* **OBJECTIVE**:
Please reproduce the listing below word for word, leaving out the pictures.

* **PROVIDED DATA**:
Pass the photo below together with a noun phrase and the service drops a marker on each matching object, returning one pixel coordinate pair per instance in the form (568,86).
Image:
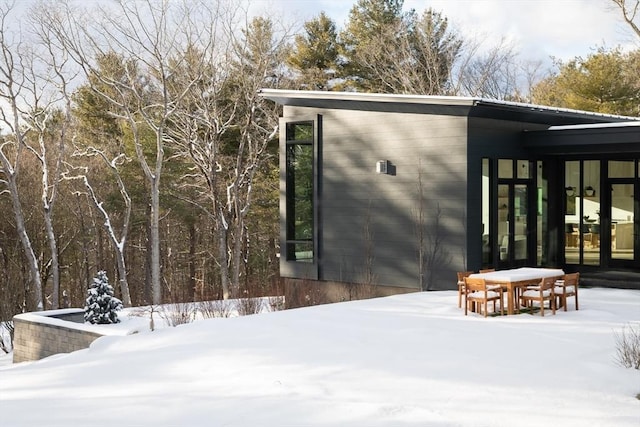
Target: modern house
(397,192)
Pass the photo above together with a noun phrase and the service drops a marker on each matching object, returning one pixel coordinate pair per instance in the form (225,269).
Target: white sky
(539,28)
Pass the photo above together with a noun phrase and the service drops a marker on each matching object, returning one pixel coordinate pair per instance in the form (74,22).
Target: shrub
(101,306)
(178,313)
(248,306)
(215,308)
(628,347)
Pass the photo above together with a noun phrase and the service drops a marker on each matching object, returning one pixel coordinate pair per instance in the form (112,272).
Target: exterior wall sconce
(589,191)
(382,166)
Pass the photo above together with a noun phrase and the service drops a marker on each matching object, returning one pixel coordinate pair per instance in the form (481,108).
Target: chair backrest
(548,283)
(571,279)
(475,284)
(463,274)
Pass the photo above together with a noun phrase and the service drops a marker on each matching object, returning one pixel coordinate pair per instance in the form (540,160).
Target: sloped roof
(450,105)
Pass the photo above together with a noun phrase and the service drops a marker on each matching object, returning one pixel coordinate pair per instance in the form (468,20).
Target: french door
(514,224)
(624,214)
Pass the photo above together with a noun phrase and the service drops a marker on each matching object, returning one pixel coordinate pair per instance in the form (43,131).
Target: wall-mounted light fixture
(382,166)
(589,191)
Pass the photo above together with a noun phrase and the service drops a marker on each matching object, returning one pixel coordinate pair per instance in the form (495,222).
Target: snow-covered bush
(101,306)
(628,347)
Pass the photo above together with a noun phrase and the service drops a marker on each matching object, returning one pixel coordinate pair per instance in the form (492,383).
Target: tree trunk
(55,269)
(224,259)
(32,260)
(154,228)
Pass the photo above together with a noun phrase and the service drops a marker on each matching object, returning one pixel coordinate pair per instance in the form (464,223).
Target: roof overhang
(618,137)
(445,105)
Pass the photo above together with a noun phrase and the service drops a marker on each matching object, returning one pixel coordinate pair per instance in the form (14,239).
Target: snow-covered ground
(406,360)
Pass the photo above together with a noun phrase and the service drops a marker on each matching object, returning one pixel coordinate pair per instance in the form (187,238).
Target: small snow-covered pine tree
(101,306)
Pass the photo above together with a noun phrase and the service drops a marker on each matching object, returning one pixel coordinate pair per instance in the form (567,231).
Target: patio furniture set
(523,287)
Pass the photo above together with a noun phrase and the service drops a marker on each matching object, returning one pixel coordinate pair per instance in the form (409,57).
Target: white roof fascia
(370,97)
(282,95)
(631,123)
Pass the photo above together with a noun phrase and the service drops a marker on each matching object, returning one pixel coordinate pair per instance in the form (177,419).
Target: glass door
(624,226)
(513,225)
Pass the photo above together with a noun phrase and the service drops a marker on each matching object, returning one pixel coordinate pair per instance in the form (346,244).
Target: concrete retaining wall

* **TASK OUTPUT**:
Pass the photo below together with a noun phrase and the service drops a marker on each matching object, returning one pixel coordinate pair per instance in the form (568,86).
Image:
Target: modern house
(397,192)
Pass the photo above together with a noun phrase and the service drops a marker on each matching object, returning one pixel coordinate pair per instance in the form (225,269).
Target: white sky
(539,28)
Pass the photo above together with a noun phrase and the service drops a marker on each matching object, returning one pixel coordinate pair per instance in the form (74,22).
Target: shrub
(101,306)
(178,313)
(248,306)
(215,308)
(628,347)
Pass the photo above together with a noun phrase and the service drops a marker on each matching object, returning one pixel coordinate pair per instance in the form (112,272).
Target: exterior wall sconce
(589,191)
(382,166)
Pass the photo above together with a noun phrase and the service drops a marker on each matching object, returning one pixel coordinate pair per instance in the form (481,108).
Target: chair backrest
(548,283)
(571,279)
(475,284)
(463,274)
Pass the photo above together with a noun phrase and the service drops a marker on each matching object, returning one pixel coordinate pair per instance in the form (540,160).
Target: sloped roof
(450,105)
Pass the photo above together with a noun phrase and the service drops a marker on each matching object, returning one pixel coordinate pair per instance in the form (468,20).
Target: french door
(514,224)
(624,214)
Pass the photo above together with a noun phrase and the service drops a marker on each matching object, returning one pixel coordinate pair per instance in the form (43,131).
Target: wall-mounted light fixture
(382,166)
(589,191)
Pass the photo above together with a noun phrase and the service drops a marker on each matching object, returning one pixel coordinate pair per instance in the form (495,222).
Target: snow-covered bush
(101,306)
(628,347)
Pass the photo above together with a noun phrase and the service drops a marker on each matching object, returning one pixel coordinate pair per instance in the form (492,383).
Target: tree trunk
(55,269)
(224,259)
(32,260)
(154,228)
Pass the photo above together with a noun phrase and the service drops a marker on each matching object, returning one pixel coordinate pair per instance in the form (464,223).
Target: roof overhang
(618,137)
(445,105)
Pass the photo above together with a noun phrase and the service drops a marker on each matching object, returning one pixel coordinate pair per instance in the form (14,239).
Target: snow-covered ground
(406,360)
Pass the photo above together with a noun phrase and the service drops a marker on each matching object, returning one pixel coordinate pair per instance in the form (187,238).
Target: small snow-covered pine tree
(101,306)
Pass the photo above together with a noun phrase and the service drops a marker on each matching object, returning one pixel coordinate pair per instance in the form (567,231).
Target: patio furniture set
(523,287)
Pass the photo above together with a noun phrase and the service drops a marker on each matching object, returning one pixel coordinate pair per instance in the form (409,57).
Target: white roof fascia
(370,97)
(282,95)
(631,123)
Pass the photo above together with a noun phrase and the service drops a marker on each matching object, returning one pixel coordinate pair per instance in the form (177,419).
Target: glass door
(624,226)
(513,225)
Pass the photo above together with a noun phrase and the service drops a marker on each matching object, returning one pixel coordinate pair per instance in the form (346,244).
Target: concrete retaining wall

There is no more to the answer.